_Problem:_ Nothing but the lines below between the line holding "Target: dark trousers" and the line holding "of the necktie", inclusive, should appear in the answer, each set down exactly.

Referring expression pointing data
#####

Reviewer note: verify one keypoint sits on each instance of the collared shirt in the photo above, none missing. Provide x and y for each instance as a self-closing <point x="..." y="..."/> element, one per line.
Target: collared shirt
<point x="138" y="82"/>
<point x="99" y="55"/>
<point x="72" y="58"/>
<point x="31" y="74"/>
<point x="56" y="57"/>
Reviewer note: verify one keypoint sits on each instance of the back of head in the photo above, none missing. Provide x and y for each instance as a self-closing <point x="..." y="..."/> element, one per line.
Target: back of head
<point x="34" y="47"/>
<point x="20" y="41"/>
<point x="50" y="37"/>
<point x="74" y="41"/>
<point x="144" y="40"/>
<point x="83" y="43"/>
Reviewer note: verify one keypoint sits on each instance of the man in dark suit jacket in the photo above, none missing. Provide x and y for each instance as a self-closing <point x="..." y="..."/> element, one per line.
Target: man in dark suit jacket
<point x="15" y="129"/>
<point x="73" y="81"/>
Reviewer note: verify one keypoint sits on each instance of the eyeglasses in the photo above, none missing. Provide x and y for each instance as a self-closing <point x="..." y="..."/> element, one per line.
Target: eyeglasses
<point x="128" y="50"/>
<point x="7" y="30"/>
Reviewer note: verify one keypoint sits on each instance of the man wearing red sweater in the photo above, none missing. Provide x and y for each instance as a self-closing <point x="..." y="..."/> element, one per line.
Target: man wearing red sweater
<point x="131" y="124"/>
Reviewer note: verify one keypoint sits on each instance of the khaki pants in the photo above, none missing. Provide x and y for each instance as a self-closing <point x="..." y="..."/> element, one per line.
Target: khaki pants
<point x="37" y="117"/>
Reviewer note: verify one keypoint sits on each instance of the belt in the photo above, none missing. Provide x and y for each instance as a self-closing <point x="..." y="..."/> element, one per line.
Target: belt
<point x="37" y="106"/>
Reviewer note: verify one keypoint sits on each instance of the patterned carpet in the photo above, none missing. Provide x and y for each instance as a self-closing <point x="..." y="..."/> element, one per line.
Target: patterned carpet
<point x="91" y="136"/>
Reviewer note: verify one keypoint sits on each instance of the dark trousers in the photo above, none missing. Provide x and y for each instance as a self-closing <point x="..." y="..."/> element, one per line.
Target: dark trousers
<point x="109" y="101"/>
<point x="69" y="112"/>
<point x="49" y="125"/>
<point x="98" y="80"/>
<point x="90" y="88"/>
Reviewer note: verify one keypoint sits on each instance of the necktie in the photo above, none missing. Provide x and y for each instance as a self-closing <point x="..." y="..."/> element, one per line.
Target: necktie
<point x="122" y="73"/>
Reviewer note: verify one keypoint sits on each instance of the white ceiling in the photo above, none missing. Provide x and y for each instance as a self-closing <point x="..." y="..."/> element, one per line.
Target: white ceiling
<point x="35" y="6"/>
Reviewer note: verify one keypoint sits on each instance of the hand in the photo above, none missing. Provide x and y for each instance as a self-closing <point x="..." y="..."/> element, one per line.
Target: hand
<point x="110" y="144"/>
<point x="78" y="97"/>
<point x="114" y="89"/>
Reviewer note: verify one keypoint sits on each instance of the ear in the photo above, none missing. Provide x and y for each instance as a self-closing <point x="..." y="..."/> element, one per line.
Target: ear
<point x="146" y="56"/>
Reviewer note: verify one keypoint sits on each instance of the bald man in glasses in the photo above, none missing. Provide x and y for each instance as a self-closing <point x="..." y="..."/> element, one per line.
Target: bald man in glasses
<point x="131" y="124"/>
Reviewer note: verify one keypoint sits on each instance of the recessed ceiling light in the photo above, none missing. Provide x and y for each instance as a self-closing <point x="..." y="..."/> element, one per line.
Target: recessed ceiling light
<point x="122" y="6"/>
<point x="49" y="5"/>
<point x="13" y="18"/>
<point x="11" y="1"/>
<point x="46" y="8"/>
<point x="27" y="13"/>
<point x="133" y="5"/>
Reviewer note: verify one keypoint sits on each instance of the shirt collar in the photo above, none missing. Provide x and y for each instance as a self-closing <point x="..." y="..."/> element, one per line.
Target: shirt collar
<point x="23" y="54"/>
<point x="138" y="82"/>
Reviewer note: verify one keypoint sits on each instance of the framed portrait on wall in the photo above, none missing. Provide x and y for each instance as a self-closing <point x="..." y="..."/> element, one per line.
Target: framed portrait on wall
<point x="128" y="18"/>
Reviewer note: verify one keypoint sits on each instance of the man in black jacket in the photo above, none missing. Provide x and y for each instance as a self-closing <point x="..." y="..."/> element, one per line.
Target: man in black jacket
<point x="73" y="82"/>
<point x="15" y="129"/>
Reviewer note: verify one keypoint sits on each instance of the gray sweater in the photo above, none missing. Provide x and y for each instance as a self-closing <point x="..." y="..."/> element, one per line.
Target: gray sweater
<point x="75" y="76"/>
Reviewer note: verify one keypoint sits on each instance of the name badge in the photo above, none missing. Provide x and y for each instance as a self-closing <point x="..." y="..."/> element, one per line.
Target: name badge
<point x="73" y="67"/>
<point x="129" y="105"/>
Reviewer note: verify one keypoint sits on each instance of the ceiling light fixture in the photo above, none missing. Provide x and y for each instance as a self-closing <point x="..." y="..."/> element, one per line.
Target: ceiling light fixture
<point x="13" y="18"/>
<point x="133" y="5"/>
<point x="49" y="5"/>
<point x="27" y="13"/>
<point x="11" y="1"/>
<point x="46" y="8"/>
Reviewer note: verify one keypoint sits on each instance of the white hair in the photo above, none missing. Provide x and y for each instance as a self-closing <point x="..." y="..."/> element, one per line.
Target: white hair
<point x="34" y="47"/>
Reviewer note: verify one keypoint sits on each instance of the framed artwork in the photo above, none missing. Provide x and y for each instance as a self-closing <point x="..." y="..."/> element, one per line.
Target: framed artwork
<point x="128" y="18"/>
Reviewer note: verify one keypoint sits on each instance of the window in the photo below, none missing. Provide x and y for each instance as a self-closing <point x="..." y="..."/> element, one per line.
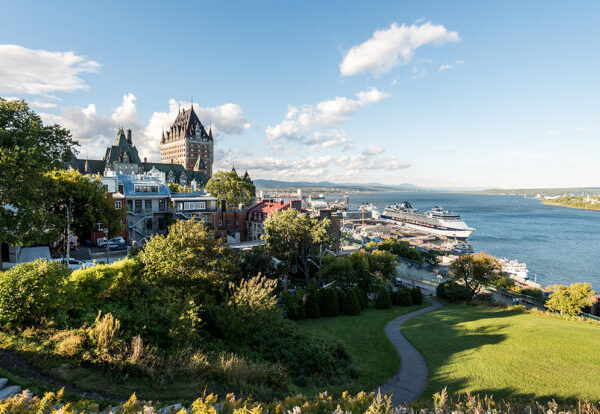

#####

_Task solution:_
Target: dark trousers
<point x="109" y="101"/>
<point x="69" y="112"/>
<point x="49" y="125"/>
<point x="98" y="80"/>
<point x="90" y="88"/>
Reviewer note: verify one keypoint sits on each instance of the necktie in the photo above, none missing. Provide x and y for each instance as a self-closing <point x="..." y="..."/> element, one per line.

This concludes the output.